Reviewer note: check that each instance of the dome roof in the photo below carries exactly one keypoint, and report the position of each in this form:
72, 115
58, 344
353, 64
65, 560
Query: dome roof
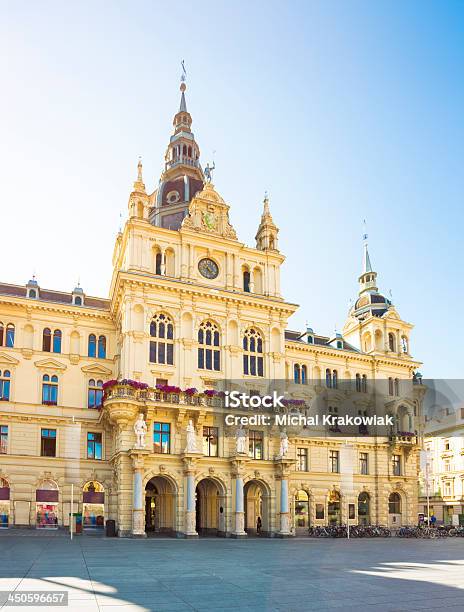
372, 303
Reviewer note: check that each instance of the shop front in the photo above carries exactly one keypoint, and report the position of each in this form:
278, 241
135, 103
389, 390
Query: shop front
4, 504
93, 505
47, 505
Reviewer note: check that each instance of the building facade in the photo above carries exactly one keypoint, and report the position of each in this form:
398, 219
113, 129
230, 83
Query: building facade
189, 307
442, 467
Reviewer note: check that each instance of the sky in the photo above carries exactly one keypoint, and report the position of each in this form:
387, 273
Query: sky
342, 111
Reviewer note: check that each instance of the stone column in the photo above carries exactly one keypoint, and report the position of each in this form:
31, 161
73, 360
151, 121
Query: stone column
284, 465
138, 498
190, 506
239, 464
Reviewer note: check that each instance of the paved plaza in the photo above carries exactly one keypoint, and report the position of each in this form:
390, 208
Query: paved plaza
126, 575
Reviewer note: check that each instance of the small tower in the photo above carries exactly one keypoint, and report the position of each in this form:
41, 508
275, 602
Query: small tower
266, 236
182, 177
138, 199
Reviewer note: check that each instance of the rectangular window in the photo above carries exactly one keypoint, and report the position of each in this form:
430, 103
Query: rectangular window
162, 438
396, 461
48, 443
363, 463
210, 441
256, 443
3, 439
334, 461
302, 459
94, 445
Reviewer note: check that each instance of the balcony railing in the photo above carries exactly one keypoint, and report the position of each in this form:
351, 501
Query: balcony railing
404, 438
154, 395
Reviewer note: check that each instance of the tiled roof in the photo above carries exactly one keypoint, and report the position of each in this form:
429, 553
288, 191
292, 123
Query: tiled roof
56, 297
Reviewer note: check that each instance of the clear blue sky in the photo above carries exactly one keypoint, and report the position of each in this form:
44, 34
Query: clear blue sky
341, 110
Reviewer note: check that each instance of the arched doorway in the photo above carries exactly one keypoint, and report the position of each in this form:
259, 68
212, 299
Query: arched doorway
46, 497
4, 503
334, 508
256, 499
301, 521
160, 496
93, 505
394, 510
364, 509
210, 508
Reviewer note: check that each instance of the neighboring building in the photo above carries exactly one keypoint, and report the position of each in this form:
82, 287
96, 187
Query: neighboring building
191, 306
444, 452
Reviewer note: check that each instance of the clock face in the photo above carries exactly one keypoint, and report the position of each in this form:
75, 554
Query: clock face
208, 268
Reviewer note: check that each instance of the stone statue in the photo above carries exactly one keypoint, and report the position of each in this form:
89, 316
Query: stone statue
240, 440
283, 445
140, 429
191, 439
208, 172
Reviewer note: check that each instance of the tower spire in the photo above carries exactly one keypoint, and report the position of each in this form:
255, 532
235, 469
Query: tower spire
139, 184
368, 278
266, 236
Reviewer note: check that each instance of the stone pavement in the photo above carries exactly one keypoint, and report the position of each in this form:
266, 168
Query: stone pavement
124, 575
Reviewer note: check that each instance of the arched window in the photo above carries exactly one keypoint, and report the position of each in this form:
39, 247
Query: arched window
95, 394
253, 362
328, 379
9, 339
57, 341
162, 348
102, 347
158, 261
209, 353
394, 503
47, 340
49, 390
92, 348
5, 380
404, 344
391, 341
304, 375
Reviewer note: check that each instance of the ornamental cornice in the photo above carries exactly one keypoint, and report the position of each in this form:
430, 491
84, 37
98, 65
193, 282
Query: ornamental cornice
29, 306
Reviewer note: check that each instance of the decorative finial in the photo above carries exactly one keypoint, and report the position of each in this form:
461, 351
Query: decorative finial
183, 77
208, 172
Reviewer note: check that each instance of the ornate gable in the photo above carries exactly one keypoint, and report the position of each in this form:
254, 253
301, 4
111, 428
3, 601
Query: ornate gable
209, 213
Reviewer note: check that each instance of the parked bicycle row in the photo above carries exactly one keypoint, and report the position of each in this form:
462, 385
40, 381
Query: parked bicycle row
356, 531
430, 532
379, 531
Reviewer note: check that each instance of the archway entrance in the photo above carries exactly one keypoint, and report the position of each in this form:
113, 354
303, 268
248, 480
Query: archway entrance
364, 509
210, 508
394, 510
301, 513
160, 498
256, 500
93, 505
334, 508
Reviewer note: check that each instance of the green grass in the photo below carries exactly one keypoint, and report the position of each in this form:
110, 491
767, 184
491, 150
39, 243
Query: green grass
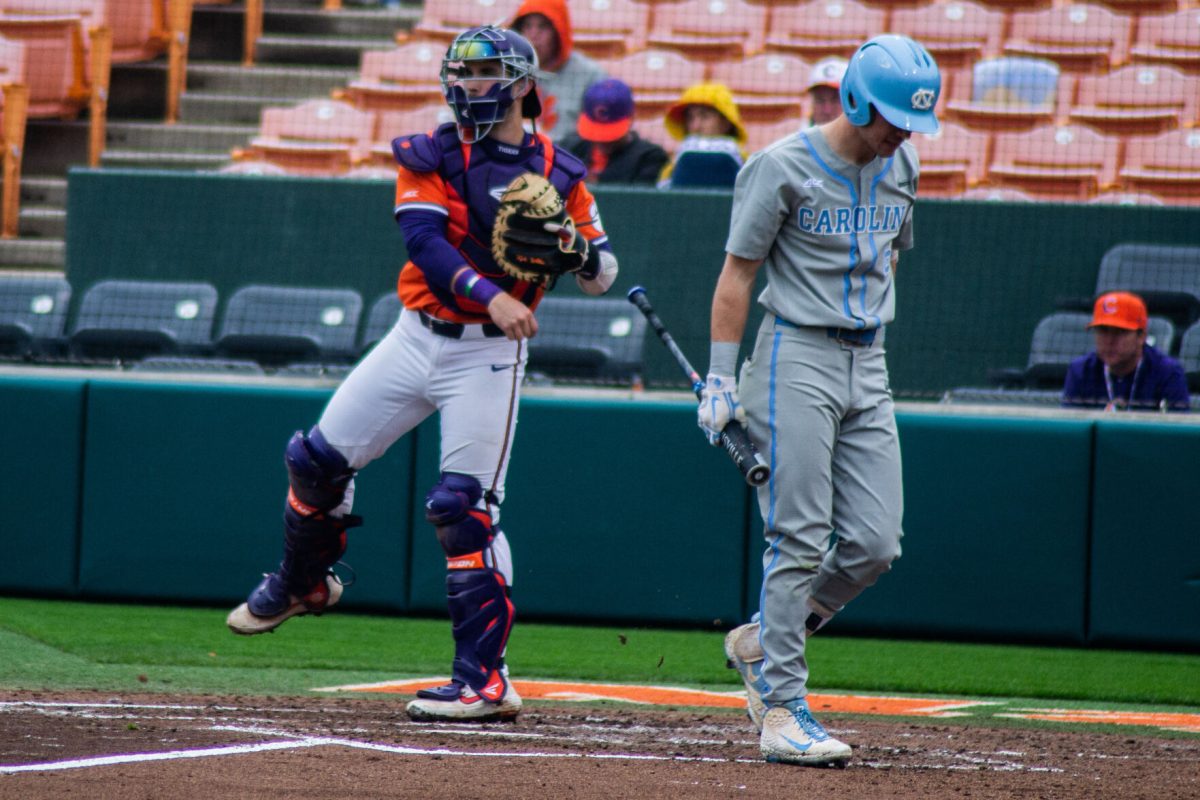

####

■ **Goal**:
Reproduce every entry word for word, but skip any pictures.

■ **Written solution**:
Reviewer note: check that each instance of the dome roof in the photo below carries exactly one keypoint, and report the position of each in this form:
72, 115
58, 344
353, 64
65, 560
Query: dome roof
372, 303
Reviewer note: check that each instance of the shop front in the photo above carries exactly one keypoint, and report the position of each in this form:
278, 241
135, 103
389, 390
Query: shop front
4, 504
93, 505
47, 505
Reviewer note: check that each instance of the building facade in the photo above carries exactly one keypoint, and report the position of each in this form:
398, 219
113, 129
230, 83
Query: building facade
189, 307
442, 467
Reviewer note: check that each instance of the sky in the photo above carries exactly one keypoint, and report the position of each in this form:
387, 273
Query: sky
342, 111
Reviewer note: check that each instance of the stone column in the photo above carries exactly one keypoint, and report the position of each in this form:
31, 161
73, 360
151, 121
Query: stone column
284, 465
138, 498
190, 506
239, 464
Reviewer note: check that each instance of the paved plaza in the photo above carries exactly one keypoint, and report the position of each in this form:
390, 208
Query: paved plaza
126, 575
Reviewer note: check that each instance of the small tower in the photo above carries exactly one keypoint, and report the position of each in this form:
41, 508
275, 602
Query: small tower
266, 236
182, 177
138, 199
Reviewer note: check that each instance of the rectangular window in the photo above carries exactly one keypoint, and report the position of each in this form:
430, 103
Query: rectangular window
162, 438
396, 461
48, 443
363, 463
210, 441
256, 443
3, 439
334, 461
302, 459
94, 445
Reviewer note: check that each instance of the balcony railing in the photo above carries exactly one keypoint, and report the position of each in this form:
351, 501
Query: balcony railing
404, 438
154, 395
Reviewer note: check that each instance of the tiled roof in the photo above carries exactly one keypoint, and report the position of each in this form:
429, 553
288, 191
292, 123
Query: tiled roof
56, 297
Reviewer note: check that each instance of the clear blue sky in the photo above carries exactly one keypoint, and report the position of each in this form:
44, 34
Query: clear blue sky
341, 110
Reviewer note: check that each instance of the arched doorway in the photo above carries exactly one keypoint, and report the position of each in this form:
259, 68
212, 299
Query: arched doorway
46, 497
4, 503
334, 508
256, 499
301, 521
160, 496
93, 505
394, 510
364, 509
210, 508
Reviewer note: check that each instance of the neighboring building in the photo above carries exactly one keypoint, and report the position of each in this form:
82, 287
96, 187
Query: neighboring building
191, 306
444, 452
Reviewer note: check that each instance of the clock face in the photo above carries exactly one keypoint, and report the position of each in this form:
75, 554
Query: clock face
208, 268
Reviewer note: check that each instance of the stone statue in the photo above carries exactly one keypoint, and report the position of each in this form:
89, 316
Query: stone statue
240, 440
283, 445
140, 429
191, 439
208, 172
Reviewer note: check that each instance of the tower spire in the photo above carries exactly one keypoint, and report the position of each in this form:
255, 532
235, 469
Query: tower spire
139, 184
368, 278
266, 236
Reviewer note: check that each instance of the stone pavement in the photo above carries exactly one keypoint, and report the position of each in this form:
266, 168
Query: stone pavement
124, 575
Reviewer note: check that each instance of the arched window in the photo above carries exactly one keypoint, and report the position of each in this form:
39, 247
Query: arched window
95, 394
253, 362
328, 379
9, 339
57, 341
162, 348
102, 347
158, 261
209, 353
394, 503
47, 340
49, 390
92, 348
5, 380
404, 344
391, 341
304, 375
Reviewer note: check that each instance of the ornamental cornice in the photo above carries exactly one keypoint, and report the position of each in this form:
430, 491
84, 37
98, 65
193, 282
Query: ornamental cornice
29, 306
Reviewer note: check that each instance of the decorative finial in the photo above carries exactly one keypoint, and report the position of each in this form:
461, 351
Query: decorative finial
183, 77
208, 172
Reviewer note: check that each instance of the ornate gable in the photo above carries exactly one keypoint, and report the position of each in this form:
254, 253
301, 4
111, 428
3, 601
Query: ornate gable
209, 213
Reviewer note: check that each instance of the parked bicycle row in the photo above carries exactly one keypoint, and report the position of each in this form:
462, 385
40, 381
Query: parked bicycle row
356, 531
430, 532
379, 531
Reviewer note: check that each instance of the archway entrance in the photo above carries exactly one keypoint, and report the position of each in this form:
113, 354
303, 268
248, 480
Query: archway entrance
364, 509
210, 508
394, 510
301, 513
160, 498
256, 500
93, 505
334, 508
Reviewer note: check that each instance of the green grass in the photo below carries exactly one keypoint, and report the position of each in this form:
110, 491
767, 184
491, 150
39, 243
Query: green grass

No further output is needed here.